Copy out the part of the records below that opens with the line containing "finger and report the position of each." and runs to the end of the records, reproducing each line verbatim.

═════ Data for this exercise ═════

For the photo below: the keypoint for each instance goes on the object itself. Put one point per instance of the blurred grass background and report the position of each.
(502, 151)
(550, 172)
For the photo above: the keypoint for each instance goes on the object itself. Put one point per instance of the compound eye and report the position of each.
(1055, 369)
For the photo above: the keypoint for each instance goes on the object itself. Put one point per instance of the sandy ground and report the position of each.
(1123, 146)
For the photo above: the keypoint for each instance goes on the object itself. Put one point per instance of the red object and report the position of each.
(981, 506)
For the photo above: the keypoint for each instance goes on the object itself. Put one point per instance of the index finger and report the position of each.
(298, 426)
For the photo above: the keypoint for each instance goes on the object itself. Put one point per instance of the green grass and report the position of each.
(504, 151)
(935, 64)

═════

Problem solution
For the photo above: the keypoint for each instance goes on the object itself. Put one point per instance of the index finger and report the position of each.
(298, 426)
For the photo above: the keypoint for each instance goes on the object itself. Put one point per instance of the green grass and report the position of each.
(504, 151)
(935, 64)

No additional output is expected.